Source excerpt
****************************************

Digitization of the movement displacement trajectories of the players, within the selected sequences of play, was performed with Tacto 7.0 (Fernandes, Folgado, Duarte, & Malta, 2010). This process consisted of following with a computer mouse the displacement trajectory (i.e., the projection on the floor of the center of gravity) of the attackers and the defenders involved in each offensive play. This software allowed us to extract participants' virtual bi-dimensional coordinates (in pixels). Afterwards, we performed a direct linear transformation (2D-DLT) to real court coordinates and applied Butterworth 6Hz low pass filter for smoothing purposes (Winter, 2005). The bottom left corner of the basketball court was assigned as origin of a Cartesian coordinate system while the length of the court (i.e. lateral line) was assigned as y-axis and the width of the court (end line) as x-axis. In this study, the intra and inter-rater reliability estimate, obtained by the digitization, over three consecutive days of an exemplar trial of participant's displacement movement trajectories was, respectively, a = .99 and a = .99. In parallel, an experienced basketball coach (with 11 years of officiating experience and Level 2 Certificate in coaching Basketball) visually inspected video images of participants' performance to notate ball trajectory over Area 1 and Area 2 of performance (further information below) in the selected sequences of play. Intra and inter-observer reliability for the categorization process was, respectively, a = 1.00 and a = 1.00.

In order to examine the relative position of attackers and defenders we considered seven performance areas: i) A1, longitudinal half correspondent to the ball location; ii) A2, longitudinal half opposite to the ball location; iii) A3, "painted area" and iv) half-court divided in 4 sub-areas, using free-throw line as reference, A4, A5, A6, and A7) (Fig.1).



Given the official court dimensions, we used real court coordinates of player movement trajectories over the selected sequences of play to compute, on a moment-to-moment basis, the spatial position of each player according to the seven areas of performance. This procedure allowed obtaining three dependent variables, in function of the position of the attackers and defender over time in each area of performance:

i) Number of attackers (NA);

ii) Number of defenders (ND);

iii) Ratio attackers - defenders (RAD), equals number of attackers (NA) subtracted by the number of defenders (ND).

All data were computed in MATLAB®, R2008a software (The MathWorks Inc, Natick, MA, USA).

The number of attackers (NA) and number of defenders (ND) were submitted to a Multivariate Analysis of Variance, with the two different outcomes (2 levels: successful offense and unsuccessful offense) and the seven performance areas (7 levels: A1, A2, A3, A4, A5, A6 e A7). In all cases we used a significance level of p < .05. The ratio attackers - defenders (RAD) was submitted to a 2x7 mixed-design ANOVA, being the two different outcomes (2 levels: successful offense and unsuccessful offense) as between-participant factor and the seven performance areas (7 levels: A1, A2, A3, A4, A5, A6 e A7) as within-participant factor. All statistics were computed with SPSS® 20.0 software (IBM SPSS Inc., Chicago, IL, USA).

****************************************

Collected data
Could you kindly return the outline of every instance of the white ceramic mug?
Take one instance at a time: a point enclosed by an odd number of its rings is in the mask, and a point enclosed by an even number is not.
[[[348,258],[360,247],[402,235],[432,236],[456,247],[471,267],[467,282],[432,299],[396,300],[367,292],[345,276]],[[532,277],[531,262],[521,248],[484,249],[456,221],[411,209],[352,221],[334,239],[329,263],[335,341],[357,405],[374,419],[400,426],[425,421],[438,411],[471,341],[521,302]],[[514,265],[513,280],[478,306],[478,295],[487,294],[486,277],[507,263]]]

****************************************

Written task 1
In the basketball positioning text, what reason is given for applying the Butterworth 6Hz low pass filter after the coordinates were transformed to real court coordinates?
Written task 2
Continue the basketball positioning text from the point where it stops.

Exercise answer 1
The Butterworth 6Hz low pass filter was applied to the real court coordinates for smoothing purposes.

Exercise answer 2
This study was conducted within the guidelines of the American Psychological Association (6th Edition) and a local university ethics committee approved the protocol. The procedures followed were in accordance with the Helsinki Declaration of 1975, as revised in 2000.



We found a main effect of performance area on both the number of attackers and defenders, respectively, F(6, 56) = 46.36, p < .01, η2 = .83, and F(6, 56) = 38.22, p < .01, η2 = .80. Area 1 presented larger values on the number of attackers (M = 2.91, SD = .11), followed by Area 2 (M = 2.1, SD = .11). Area 1 presented larger values on the number of defenders (M = 2.35, SD = .16), followed by area 7 (M = 2.13, SD = .16). There was also a significant interaction between the outcome of the sequence of play x performance area on the number of defenders, F(1, 56) = 2.48, p < .05, η2 = .82. Area 3 presented higher number of defenders for successful offense (M = 2.27, SD = .23) and a lower number of defenders for unsuccessful offense (M = 1.31, SD = .23) (Fig.2). These results suggest that a larger number of defenders in frontal and closer areas to the basket (Area 3) was related to successful offense. We found no significant interaction between the outcome of the sequence of play x performance area on the number of attackers (NA), F(1, 56) = 1.09, p = .38, η2 = .38.



We identified a main effect of the performance area on the ratio attackers - defenders, F(1, 56) = 16.91, p < .01, η2 = .64. Area 3 presented lower ratio than the remaining areas of performance (M = -1.06, SD = .56) There was no interaction effect between the outcome of the sequence of play x performance area, F(1, 56) = 2.08, p = .07, η2 = .18 (Fig. 3). These results indicated the presence of a larger number of defenders than attackers on frontal and closer areas to the basket (Area 3).



We also considered the dynamics of the number of attackers, number of defenders and ratio attackers - defenders, on performance Area 3, over an exemplar trial ending with successful offense (Fig. 4).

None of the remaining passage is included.